▸ **Problems to work on**
- a) In the giant cell arteritis article, what are the answers to these?
(i) How many times likelier than the average person are patients with giant cell arteritis to develop thoracic aortic aneurysms?
(ii) Which journal published the study?
(iii) What was the mean age at diagnosis among the people studied?
- b) Do these statements agree with the giant cell arteritis article? Answer yes or no for each, quoting the deciding words.
(i) The people studied were diagnosed with giant cell arteritis between 1950 and 2004.
(ii) Most of the people studied were men.
(iii) The Rochester Epidemiology Project covers about half of the people in Olmsted County.
- c) Could you extend the giant cell arteritis article, picking up right after its last sentence?

Giant cell arteritis is an inflammation of the lining of the arteries. Patients with the condition are 17 times likelier than the average person to develop thoracic aortic aneurysms, a potentially life-threatening weakened and bulging area in the upper part of the aorta, the body’s major blood vessel. Physicians should be particularly vigilant and consider screening for aortic aneurysms in all patients five years after they are diagnosed with giant cell arteritis, a Mayo Clinic study finds.
The study was published online this week in the journal Annals of Rheumatic Diseases.
Researchers used a comprehensive National Institute on Aging-funded medical records pool known as the Rochester Epidemiology Project, which covers roughly 95 percent of people in Olmsted County, Minn. They studied 204 people diagnosed with giant cell arteritis between 1950 and 2004; 80 percent were women, and the mean age at diagnosis was 76. The incidence of aortic aneurysms rose five years after giant cell arteritis diagnosis, and was associated with a higher risk of death, the analysis found.

▸ **Available data**
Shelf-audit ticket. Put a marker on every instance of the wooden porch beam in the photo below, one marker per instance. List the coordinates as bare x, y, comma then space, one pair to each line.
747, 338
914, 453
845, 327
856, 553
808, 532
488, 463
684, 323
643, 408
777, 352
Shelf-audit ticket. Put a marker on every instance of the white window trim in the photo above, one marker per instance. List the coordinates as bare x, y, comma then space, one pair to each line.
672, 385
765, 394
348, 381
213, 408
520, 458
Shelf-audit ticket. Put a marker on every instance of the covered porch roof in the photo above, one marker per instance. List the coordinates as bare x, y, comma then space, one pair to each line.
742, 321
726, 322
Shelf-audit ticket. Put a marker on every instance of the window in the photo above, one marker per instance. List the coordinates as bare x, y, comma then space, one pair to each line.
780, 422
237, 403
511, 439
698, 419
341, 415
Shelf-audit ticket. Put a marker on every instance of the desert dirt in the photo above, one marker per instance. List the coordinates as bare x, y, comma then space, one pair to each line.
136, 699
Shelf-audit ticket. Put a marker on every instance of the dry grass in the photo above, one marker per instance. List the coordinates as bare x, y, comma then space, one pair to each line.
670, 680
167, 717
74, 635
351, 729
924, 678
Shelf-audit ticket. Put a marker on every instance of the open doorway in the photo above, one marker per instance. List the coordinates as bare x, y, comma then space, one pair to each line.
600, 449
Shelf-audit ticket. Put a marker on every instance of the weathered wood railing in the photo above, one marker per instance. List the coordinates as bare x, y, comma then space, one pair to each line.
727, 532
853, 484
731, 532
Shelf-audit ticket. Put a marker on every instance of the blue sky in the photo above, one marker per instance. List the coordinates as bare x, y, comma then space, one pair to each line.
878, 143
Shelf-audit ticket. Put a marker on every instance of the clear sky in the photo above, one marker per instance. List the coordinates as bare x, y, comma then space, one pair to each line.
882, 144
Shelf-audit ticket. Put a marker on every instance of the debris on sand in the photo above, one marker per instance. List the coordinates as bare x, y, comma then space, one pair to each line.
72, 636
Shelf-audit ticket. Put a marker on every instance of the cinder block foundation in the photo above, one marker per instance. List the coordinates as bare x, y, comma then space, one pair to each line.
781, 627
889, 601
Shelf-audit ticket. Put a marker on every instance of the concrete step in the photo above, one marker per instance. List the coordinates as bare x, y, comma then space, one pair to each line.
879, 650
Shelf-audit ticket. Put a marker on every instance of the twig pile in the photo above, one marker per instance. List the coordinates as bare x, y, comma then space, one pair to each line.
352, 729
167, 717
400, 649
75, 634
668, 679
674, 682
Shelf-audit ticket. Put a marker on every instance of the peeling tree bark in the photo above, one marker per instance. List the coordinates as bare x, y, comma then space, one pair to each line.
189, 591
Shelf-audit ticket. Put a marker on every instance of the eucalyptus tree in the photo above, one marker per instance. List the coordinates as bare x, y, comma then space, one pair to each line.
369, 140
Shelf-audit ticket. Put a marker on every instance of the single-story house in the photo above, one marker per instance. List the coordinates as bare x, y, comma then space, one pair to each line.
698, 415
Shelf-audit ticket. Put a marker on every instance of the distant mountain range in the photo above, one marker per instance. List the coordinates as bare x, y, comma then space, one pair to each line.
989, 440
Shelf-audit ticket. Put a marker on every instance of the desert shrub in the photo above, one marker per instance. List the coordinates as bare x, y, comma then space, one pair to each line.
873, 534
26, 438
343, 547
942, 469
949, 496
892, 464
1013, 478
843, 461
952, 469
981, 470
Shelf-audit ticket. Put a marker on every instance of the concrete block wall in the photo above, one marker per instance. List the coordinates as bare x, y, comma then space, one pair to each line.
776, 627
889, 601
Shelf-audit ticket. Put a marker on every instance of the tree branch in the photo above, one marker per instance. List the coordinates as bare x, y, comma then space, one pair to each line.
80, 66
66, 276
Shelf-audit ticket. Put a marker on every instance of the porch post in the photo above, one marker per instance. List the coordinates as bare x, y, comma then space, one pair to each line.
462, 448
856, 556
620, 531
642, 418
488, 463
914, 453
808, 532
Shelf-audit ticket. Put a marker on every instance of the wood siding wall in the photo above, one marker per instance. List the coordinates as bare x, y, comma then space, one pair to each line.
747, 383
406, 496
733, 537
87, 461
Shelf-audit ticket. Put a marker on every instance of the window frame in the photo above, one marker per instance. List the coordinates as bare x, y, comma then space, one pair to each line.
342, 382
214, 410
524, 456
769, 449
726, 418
...
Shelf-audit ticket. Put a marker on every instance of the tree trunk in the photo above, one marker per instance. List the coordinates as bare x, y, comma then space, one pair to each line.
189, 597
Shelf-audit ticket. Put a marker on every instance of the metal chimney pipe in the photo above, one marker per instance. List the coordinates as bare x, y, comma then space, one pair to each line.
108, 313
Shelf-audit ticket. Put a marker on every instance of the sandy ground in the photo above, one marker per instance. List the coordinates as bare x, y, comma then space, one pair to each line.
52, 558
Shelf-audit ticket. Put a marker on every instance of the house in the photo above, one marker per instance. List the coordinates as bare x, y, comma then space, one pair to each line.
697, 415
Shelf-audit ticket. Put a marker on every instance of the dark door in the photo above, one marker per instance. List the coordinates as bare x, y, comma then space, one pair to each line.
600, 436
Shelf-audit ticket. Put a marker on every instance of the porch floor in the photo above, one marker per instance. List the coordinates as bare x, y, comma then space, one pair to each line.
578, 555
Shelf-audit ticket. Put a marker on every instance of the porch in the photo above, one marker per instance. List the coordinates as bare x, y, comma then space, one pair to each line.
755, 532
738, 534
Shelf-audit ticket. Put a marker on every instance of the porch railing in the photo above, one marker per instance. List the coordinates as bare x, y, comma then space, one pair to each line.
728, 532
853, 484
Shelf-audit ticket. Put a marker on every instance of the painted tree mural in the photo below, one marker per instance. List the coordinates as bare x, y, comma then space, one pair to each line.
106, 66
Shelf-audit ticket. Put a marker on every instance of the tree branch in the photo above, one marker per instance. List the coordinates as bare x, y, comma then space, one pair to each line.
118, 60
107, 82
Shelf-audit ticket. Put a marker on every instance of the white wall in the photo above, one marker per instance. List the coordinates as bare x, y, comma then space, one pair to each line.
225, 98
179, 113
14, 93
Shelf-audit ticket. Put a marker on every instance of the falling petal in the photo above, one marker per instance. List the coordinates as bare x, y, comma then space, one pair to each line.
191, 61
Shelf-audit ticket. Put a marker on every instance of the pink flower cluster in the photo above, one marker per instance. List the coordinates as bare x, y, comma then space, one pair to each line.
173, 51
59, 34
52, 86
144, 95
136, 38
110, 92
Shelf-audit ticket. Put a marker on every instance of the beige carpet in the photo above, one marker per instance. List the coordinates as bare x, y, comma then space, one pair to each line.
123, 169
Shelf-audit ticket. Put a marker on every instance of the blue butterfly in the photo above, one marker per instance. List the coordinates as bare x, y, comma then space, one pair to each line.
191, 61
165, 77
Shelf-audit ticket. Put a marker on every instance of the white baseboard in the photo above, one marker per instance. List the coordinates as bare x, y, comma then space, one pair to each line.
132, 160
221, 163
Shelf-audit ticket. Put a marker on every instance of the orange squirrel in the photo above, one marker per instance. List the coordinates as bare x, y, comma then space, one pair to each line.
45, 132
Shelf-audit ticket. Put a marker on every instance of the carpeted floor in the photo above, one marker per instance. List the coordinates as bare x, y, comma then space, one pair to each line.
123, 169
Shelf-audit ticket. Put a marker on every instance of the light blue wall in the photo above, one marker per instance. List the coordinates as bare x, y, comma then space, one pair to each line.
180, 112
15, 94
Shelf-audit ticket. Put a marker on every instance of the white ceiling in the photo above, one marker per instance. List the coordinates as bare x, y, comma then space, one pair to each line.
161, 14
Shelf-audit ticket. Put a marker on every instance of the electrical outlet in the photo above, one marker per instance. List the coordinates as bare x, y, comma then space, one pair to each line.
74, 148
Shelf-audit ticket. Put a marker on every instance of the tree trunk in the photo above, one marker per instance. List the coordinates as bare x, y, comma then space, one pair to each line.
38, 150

▸ **Answers to each task**
- a)
(i) 17 times likelier
(ii) Annals of Rheumatic Diseases
(iii) 76

- b)
(i) Yes: "diagnosed with giant cell arteritis between 1950 and 2004"
(ii) No: "80 percent were women"
(iii) No: "covers roughly 95 percent of people in Olmsted County, Minn."

- c)
The finding is important for physicians and patients because of the risk of aortic disease and death these patients have, says senior author Eric Matteson, M.D., rheumatology chair at Mayo Clinic in Rochester, Minn.
“Increased awareness and improved efforts to detect this problem are important in reducing the risk of catastrophic complications from the weakened aorta,” Dr. Matteson says.
Mayo Clinic is part of the Vasculitis Clinical Research Consortium, a National Institutes of Health-funded effort investigating inflammatory blood vessel disorders. The study was supported by NIH grant UL1RR024150.